Go through the records below from the first line and print each one exactly, stopping after the line that contains "# test: pointer drops one pin on the dark". Do not print pictures or anything past that line.

########

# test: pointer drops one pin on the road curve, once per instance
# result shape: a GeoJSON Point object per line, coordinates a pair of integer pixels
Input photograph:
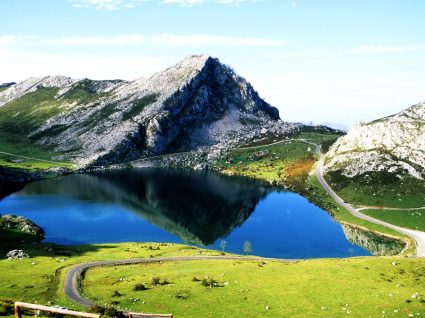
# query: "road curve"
{"type": "Point", "coordinates": [418, 236]}
{"type": "Point", "coordinates": [72, 279]}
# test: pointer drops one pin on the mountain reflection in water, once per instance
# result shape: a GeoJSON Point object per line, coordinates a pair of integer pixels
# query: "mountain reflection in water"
{"type": "Point", "coordinates": [180, 206]}
{"type": "Point", "coordinates": [198, 207]}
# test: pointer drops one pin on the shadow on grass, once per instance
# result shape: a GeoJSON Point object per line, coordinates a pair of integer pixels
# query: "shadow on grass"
{"type": "Point", "coordinates": [10, 240]}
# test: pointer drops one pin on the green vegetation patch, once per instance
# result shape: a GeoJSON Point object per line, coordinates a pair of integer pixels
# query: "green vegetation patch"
{"type": "Point", "coordinates": [25, 114]}
{"type": "Point", "coordinates": [83, 93]}
{"type": "Point", "coordinates": [264, 162]}
{"type": "Point", "coordinates": [21, 117]}
{"type": "Point", "coordinates": [359, 287]}
{"type": "Point", "coordinates": [140, 104]}
{"type": "Point", "coordinates": [412, 219]}
{"type": "Point", "coordinates": [40, 278]}
{"type": "Point", "coordinates": [379, 189]}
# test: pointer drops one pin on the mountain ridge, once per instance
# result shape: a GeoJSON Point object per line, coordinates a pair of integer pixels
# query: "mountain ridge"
{"type": "Point", "coordinates": [196, 102]}
{"type": "Point", "coordinates": [393, 144]}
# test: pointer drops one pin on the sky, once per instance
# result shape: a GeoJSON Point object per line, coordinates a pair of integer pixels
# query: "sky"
{"type": "Point", "coordinates": [320, 61]}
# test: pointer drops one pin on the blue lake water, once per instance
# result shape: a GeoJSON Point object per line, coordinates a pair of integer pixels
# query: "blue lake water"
{"type": "Point", "coordinates": [167, 205]}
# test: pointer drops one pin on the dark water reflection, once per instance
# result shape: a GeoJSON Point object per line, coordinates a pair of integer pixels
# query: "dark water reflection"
{"type": "Point", "coordinates": [166, 205]}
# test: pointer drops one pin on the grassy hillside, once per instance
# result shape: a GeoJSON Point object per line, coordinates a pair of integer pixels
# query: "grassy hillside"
{"type": "Point", "coordinates": [318, 288]}
{"type": "Point", "coordinates": [413, 219]}
{"type": "Point", "coordinates": [379, 189]}
{"type": "Point", "coordinates": [18, 120]}
{"type": "Point", "coordinates": [40, 278]}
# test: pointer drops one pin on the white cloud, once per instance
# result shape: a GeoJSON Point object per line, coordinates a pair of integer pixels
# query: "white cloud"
{"type": "Point", "coordinates": [186, 3]}
{"type": "Point", "coordinates": [128, 4]}
{"type": "Point", "coordinates": [5, 39]}
{"type": "Point", "coordinates": [379, 49]}
{"type": "Point", "coordinates": [105, 4]}
{"type": "Point", "coordinates": [129, 39]}
{"type": "Point", "coordinates": [167, 40]}
{"type": "Point", "coordinates": [19, 65]}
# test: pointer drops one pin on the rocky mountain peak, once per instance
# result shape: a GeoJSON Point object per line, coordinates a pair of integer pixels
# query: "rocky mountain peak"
{"type": "Point", "coordinates": [195, 103]}
{"type": "Point", "coordinates": [394, 144]}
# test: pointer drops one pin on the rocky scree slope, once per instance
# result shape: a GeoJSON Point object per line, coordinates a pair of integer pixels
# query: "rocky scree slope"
{"type": "Point", "coordinates": [196, 103]}
{"type": "Point", "coordinates": [395, 145]}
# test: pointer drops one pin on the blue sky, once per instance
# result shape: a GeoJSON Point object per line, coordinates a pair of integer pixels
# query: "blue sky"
{"type": "Point", "coordinates": [337, 61]}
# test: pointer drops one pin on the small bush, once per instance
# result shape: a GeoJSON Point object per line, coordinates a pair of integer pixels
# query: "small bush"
{"type": "Point", "coordinates": [183, 294]}
{"type": "Point", "coordinates": [158, 281]}
{"type": "Point", "coordinates": [209, 282]}
{"type": "Point", "coordinates": [155, 280]}
{"type": "Point", "coordinates": [97, 309]}
{"type": "Point", "coordinates": [6, 308]}
{"type": "Point", "coordinates": [139, 287]}
{"type": "Point", "coordinates": [113, 313]}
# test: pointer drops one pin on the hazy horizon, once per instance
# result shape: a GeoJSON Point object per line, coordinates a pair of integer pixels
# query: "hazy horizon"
{"type": "Point", "coordinates": [335, 62]}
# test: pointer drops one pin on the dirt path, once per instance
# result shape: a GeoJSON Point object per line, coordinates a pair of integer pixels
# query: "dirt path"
{"type": "Point", "coordinates": [73, 276]}
{"type": "Point", "coordinates": [418, 236]}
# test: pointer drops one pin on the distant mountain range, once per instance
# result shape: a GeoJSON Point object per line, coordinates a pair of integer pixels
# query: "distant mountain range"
{"type": "Point", "coordinates": [394, 145]}
{"type": "Point", "coordinates": [197, 102]}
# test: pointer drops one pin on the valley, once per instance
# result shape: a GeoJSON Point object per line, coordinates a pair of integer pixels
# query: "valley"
{"type": "Point", "coordinates": [192, 155]}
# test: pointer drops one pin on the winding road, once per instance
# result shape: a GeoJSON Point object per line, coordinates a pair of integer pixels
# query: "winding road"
{"type": "Point", "coordinates": [418, 236]}
{"type": "Point", "coordinates": [72, 278]}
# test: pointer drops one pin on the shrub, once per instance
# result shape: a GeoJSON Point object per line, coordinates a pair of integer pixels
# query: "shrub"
{"type": "Point", "coordinates": [183, 294]}
{"type": "Point", "coordinates": [155, 280]}
{"type": "Point", "coordinates": [209, 282]}
{"type": "Point", "coordinates": [113, 313]}
{"type": "Point", "coordinates": [139, 287]}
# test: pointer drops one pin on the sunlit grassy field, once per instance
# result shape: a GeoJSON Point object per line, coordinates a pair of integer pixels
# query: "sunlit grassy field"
{"type": "Point", "coordinates": [39, 279]}
{"type": "Point", "coordinates": [363, 287]}
{"type": "Point", "coordinates": [412, 219]}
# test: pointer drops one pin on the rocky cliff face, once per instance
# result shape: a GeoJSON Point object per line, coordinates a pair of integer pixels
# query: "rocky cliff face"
{"type": "Point", "coordinates": [376, 244]}
{"type": "Point", "coordinates": [197, 102]}
{"type": "Point", "coordinates": [395, 144]}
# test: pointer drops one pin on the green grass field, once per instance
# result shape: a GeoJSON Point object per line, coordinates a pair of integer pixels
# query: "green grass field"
{"type": "Point", "coordinates": [39, 279]}
{"type": "Point", "coordinates": [413, 219]}
{"type": "Point", "coordinates": [20, 118]}
{"type": "Point", "coordinates": [264, 162]}
{"type": "Point", "coordinates": [380, 189]}
{"type": "Point", "coordinates": [362, 287]}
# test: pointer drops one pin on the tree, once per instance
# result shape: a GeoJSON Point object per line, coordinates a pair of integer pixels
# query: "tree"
{"type": "Point", "coordinates": [223, 245]}
{"type": "Point", "coordinates": [247, 248]}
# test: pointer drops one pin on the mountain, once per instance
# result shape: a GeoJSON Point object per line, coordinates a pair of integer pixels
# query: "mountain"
{"type": "Point", "coordinates": [391, 145]}
{"type": "Point", "coordinates": [197, 102]}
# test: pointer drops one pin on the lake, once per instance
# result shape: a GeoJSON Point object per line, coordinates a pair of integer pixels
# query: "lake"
{"type": "Point", "coordinates": [180, 206]}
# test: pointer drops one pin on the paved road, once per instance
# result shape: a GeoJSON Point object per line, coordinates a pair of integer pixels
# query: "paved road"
{"type": "Point", "coordinates": [31, 158]}
{"type": "Point", "coordinates": [418, 236]}
{"type": "Point", "coordinates": [363, 207]}
{"type": "Point", "coordinates": [72, 279]}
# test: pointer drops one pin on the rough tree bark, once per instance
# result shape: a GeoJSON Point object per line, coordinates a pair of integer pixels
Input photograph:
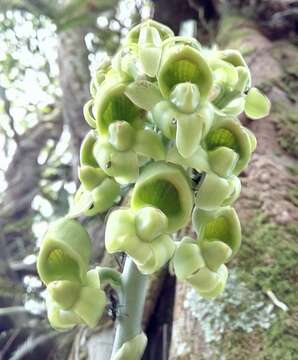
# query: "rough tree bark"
{"type": "Point", "coordinates": [266, 182]}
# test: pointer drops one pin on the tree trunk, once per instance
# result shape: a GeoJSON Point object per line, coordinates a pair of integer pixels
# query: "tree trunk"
{"type": "Point", "coordinates": [267, 186]}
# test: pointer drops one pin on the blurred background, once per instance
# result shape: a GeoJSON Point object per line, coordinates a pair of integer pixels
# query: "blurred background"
{"type": "Point", "coordinates": [48, 51]}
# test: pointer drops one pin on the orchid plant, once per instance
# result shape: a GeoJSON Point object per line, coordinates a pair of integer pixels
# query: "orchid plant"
{"type": "Point", "coordinates": [164, 123]}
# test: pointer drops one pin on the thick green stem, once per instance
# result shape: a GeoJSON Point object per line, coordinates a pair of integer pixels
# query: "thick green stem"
{"type": "Point", "coordinates": [131, 304]}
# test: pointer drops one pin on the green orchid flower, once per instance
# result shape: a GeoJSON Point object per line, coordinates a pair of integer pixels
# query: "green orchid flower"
{"type": "Point", "coordinates": [184, 118]}
{"type": "Point", "coordinates": [64, 253]}
{"type": "Point", "coordinates": [219, 235]}
{"type": "Point", "coordinates": [214, 191]}
{"type": "Point", "coordinates": [229, 147]}
{"type": "Point", "coordinates": [132, 349]}
{"type": "Point", "coordinates": [142, 235]}
{"type": "Point", "coordinates": [111, 104]}
{"type": "Point", "coordinates": [166, 187]}
{"type": "Point", "coordinates": [120, 154]}
{"type": "Point", "coordinates": [71, 303]}
{"type": "Point", "coordinates": [148, 38]}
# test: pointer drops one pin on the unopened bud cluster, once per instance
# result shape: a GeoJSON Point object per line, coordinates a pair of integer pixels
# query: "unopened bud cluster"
{"type": "Point", "coordinates": [164, 119]}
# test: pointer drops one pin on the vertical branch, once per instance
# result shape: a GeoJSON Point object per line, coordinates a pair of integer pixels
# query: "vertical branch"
{"type": "Point", "coordinates": [131, 300]}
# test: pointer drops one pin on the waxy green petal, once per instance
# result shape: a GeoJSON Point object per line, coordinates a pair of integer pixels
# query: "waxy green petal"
{"type": "Point", "coordinates": [257, 105]}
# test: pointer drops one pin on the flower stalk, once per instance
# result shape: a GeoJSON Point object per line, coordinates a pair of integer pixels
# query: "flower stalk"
{"type": "Point", "coordinates": [131, 304]}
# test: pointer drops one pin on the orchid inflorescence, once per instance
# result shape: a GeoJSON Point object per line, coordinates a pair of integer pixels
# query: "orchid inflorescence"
{"type": "Point", "coordinates": [164, 118]}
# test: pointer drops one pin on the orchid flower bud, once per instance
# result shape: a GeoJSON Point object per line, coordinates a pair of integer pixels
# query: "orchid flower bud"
{"type": "Point", "coordinates": [91, 177]}
{"type": "Point", "coordinates": [257, 105]}
{"type": "Point", "coordinates": [166, 187]}
{"type": "Point", "coordinates": [86, 151]}
{"type": "Point", "coordinates": [229, 148]}
{"type": "Point", "coordinates": [71, 303]}
{"type": "Point", "coordinates": [111, 104]}
{"type": "Point", "coordinates": [122, 165]}
{"type": "Point", "coordinates": [133, 37]}
{"type": "Point", "coordinates": [219, 235]}
{"type": "Point", "coordinates": [150, 49]}
{"type": "Point", "coordinates": [187, 259]}
{"type": "Point", "coordinates": [189, 265]}
{"type": "Point", "coordinates": [180, 64]}
{"type": "Point", "coordinates": [97, 193]}
{"type": "Point", "coordinates": [142, 235]}
{"type": "Point", "coordinates": [187, 129]}
{"type": "Point", "coordinates": [121, 135]}
{"type": "Point", "coordinates": [210, 284]}
{"type": "Point", "coordinates": [132, 349]}
{"type": "Point", "coordinates": [215, 191]}
{"type": "Point", "coordinates": [88, 113]}
{"type": "Point", "coordinates": [127, 63]}
{"type": "Point", "coordinates": [186, 97]}
{"type": "Point", "coordinates": [64, 252]}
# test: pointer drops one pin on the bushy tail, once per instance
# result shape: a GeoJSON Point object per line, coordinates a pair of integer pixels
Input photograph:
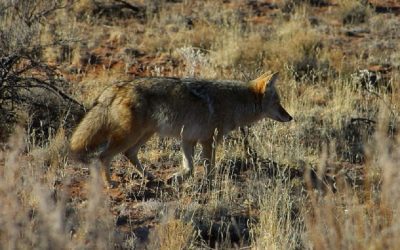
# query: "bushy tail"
{"type": "Point", "coordinates": [91, 131]}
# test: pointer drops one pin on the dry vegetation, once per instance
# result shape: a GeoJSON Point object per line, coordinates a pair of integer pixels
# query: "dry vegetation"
{"type": "Point", "coordinates": [328, 180]}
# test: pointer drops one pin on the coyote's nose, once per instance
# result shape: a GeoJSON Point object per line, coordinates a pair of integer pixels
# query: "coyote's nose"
{"type": "Point", "coordinates": [284, 115]}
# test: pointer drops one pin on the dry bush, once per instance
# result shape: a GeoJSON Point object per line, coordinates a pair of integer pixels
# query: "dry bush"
{"type": "Point", "coordinates": [36, 214]}
{"type": "Point", "coordinates": [280, 224]}
{"type": "Point", "coordinates": [354, 11]}
{"type": "Point", "coordinates": [363, 217]}
{"type": "Point", "coordinates": [303, 49]}
{"type": "Point", "coordinates": [172, 234]}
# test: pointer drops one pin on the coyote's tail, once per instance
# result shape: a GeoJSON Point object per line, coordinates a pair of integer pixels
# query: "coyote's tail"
{"type": "Point", "coordinates": [90, 131]}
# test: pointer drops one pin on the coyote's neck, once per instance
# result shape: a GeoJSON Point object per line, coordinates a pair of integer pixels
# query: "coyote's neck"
{"type": "Point", "coordinates": [247, 112]}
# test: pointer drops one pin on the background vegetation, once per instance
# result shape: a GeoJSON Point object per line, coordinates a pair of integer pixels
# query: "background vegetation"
{"type": "Point", "coordinates": [327, 180]}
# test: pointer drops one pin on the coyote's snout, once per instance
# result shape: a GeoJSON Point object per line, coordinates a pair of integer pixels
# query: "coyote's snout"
{"type": "Point", "coordinates": [127, 114]}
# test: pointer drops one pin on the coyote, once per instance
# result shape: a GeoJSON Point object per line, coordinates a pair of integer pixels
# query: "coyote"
{"type": "Point", "coordinates": [127, 114]}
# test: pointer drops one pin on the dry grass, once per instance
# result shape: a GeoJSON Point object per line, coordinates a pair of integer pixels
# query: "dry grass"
{"type": "Point", "coordinates": [327, 180]}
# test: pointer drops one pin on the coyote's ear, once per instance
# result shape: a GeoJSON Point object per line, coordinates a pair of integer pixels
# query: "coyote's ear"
{"type": "Point", "coordinates": [260, 84]}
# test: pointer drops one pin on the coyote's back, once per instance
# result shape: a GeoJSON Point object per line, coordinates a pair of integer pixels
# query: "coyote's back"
{"type": "Point", "coordinates": [127, 114]}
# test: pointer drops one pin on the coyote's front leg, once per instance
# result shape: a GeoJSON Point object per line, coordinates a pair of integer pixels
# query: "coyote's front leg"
{"type": "Point", "coordinates": [187, 161]}
{"type": "Point", "coordinates": [208, 155]}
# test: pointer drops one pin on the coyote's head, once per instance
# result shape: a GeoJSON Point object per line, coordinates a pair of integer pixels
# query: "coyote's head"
{"type": "Point", "coordinates": [264, 87]}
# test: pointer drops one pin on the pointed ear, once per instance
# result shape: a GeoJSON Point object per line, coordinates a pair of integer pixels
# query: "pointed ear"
{"type": "Point", "coordinates": [260, 84]}
{"type": "Point", "coordinates": [272, 80]}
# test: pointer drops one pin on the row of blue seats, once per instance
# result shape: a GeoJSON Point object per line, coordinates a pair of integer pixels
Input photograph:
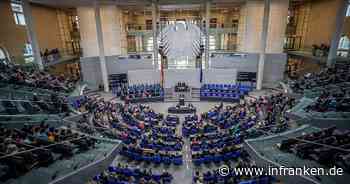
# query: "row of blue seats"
{"type": "Point", "coordinates": [135, 173]}
{"type": "Point", "coordinates": [217, 178]}
{"type": "Point", "coordinates": [216, 158]}
{"type": "Point", "coordinates": [226, 86]}
{"type": "Point", "coordinates": [221, 95]}
{"type": "Point", "coordinates": [238, 92]}
{"type": "Point", "coordinates": [175, 147]}
{"type": "Point", "coordinates": [220, 143]}
{"type": "Point", "coordinates": [144, 86]}
{"type": "Point", "coordinates": [164, 130]}
{"type": "Point", "coordinates": [157, 159]}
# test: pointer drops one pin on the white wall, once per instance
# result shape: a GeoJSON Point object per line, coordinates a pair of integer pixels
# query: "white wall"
{"type": "Point", "coordinates": [143, 77]}
{"type": "Point", "coordinates": [88, 34]}
{"type": "Point", "coordinates": [112, 29]}
{"type": "Point", "coordinates": [251, 33]}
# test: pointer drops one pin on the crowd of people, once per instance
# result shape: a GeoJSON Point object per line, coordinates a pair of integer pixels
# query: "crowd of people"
{"type": "Point", "coordinates": [181, 87]}
{"type": "Point", "coordinates": [15, 74]}
{"type": "Point", "coordinates": [54, 105]}
{"type": "Point", "coordinates": [215, 136]}
{"type": "Point", "coordinates": [329, 75]}
{"type": "Point", "coordinates": [20, 149]}
{"type": "Point", "coordinates": [125, 174]}
{"type": "Point", "coordinates": [146, 135]}
{"type": "Point", "coordinates": [144, 91]}
{"type": "Point", "coordinates": [328, 147]}
{"type": "Point", "coordinates": [327, 101]}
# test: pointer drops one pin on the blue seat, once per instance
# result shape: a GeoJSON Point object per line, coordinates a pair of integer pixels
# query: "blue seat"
{"type": "Point", "coordinates": [177, 161]}
{"type": "Point", "coordinates": [166, 160]}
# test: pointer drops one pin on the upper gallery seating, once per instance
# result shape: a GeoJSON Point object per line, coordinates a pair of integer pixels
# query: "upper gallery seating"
{"type": "Point", "coordinates": [337, 102]}
{"type": "Point", "coordinates": [14, 74]}
{"type": "Point", "coordinates": [322, 147]}
{"type": "Point", "coordinates": [145, 91]}
{"type": "Point", "coordinates": [228, 92]}
{"type": "Point", "coordinates": [53, 105]}
{"type": "Point", "coordinates": [333, 75]}
{"type": "Point", "coordinates": [181, 87]}
{"type": "Point", "coordinates": [30, 137]}
{"type": "Point", "coordinates": [124, 175]}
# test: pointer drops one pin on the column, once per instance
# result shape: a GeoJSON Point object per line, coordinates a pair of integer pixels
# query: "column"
{"type": "Point", "coordinates": [154, 30]}
{"type": "Point", "coordinates": [263, 44]}
{"type": "Point", "coordinates": [339, 23]}
{"type": "Point", "coordinates": [207, 21]}
{"type": "Point", "coordinates": [101, 47]}
{"type": "Point", "coordinates": [32, 37]}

########

— Exercise response —
# test: pointer drops one pin on the road curve, once per instance
# result shape: a GeoJSON Point object per line, coordinates a pair of integer pixels
Input photograph:
# query: "road curve"
{"type": "Point", "coordinates": [418, 236]}
{"type": "Point", "coordinates": [72, 279]}
# test: pointer drops one pin on the mountain reflection in water, once per instance
# result shape: a GeoJSON Point object per line, coordinates a pair of integer pixels
# query: "mountain reflection in water"
{"type": "Point", "coordinates": [180, 206]}
{"type": "Point", "coordinates": [198, 207]}
# test: pointer drops one pin on the shadow on grass, once per instance
# result shape: a GeoJSON Point object per line, coordinates a pair of integer pixels
# query: "shadow on grass"
{"type": "Point", "coordinates": [10, 240]}
# test: pointer drops one pin on the green vegetation patch, once per instance
# result shape: a GeoJSON Point object per line, coordinates a pair of integer pixels
# query: "green vegetation patch"
{"type": "Point", "coordinates": [25, 114]}
{"type": "Point", "coordinates": [83, 93]}
{"type": "Point", "coordinates": [264, 162]}
{"type": "Point", "coordinates": [21, 117]}
{"type": "Point", "coordinates": [359, 287]}
{"type": "Point", "coordinates": [140, 104]}
{"type": "Point", "coordinates": [412, 219]}
{"type": "Point", "coordinates": [40, 278]}
{"type": "Point", "coordinates": [379, 189]}
# test: pointer drops one pin on the mountain ridge, once per instance
# result shape: a GeoJSON Point object per line, coordinates a pair of integer pixels
# query: "mountain ridge"
{"type": "Point", "coordinates": [196, 102]}
{"type": "Point", "coordinates": [393, 144]}
# test: pointer drops one pin on the sky, once per instance
# result shape: a GeoJSON Point object per line, coordinates a pair of integer pixels
# query: "sky"
{"type": "Point", "coordinates": [320, 61]}
# test: pointer drops one pin on the blue lake water, once per instance
# result shape: a GeoJSON Point object per line, coordinates a pair of integer pixels
# query: "blue lake water"
{"type": "Point", "coordinates": [167, 205]}
# test: pointer drops one pin on the dark water reflection, once per instance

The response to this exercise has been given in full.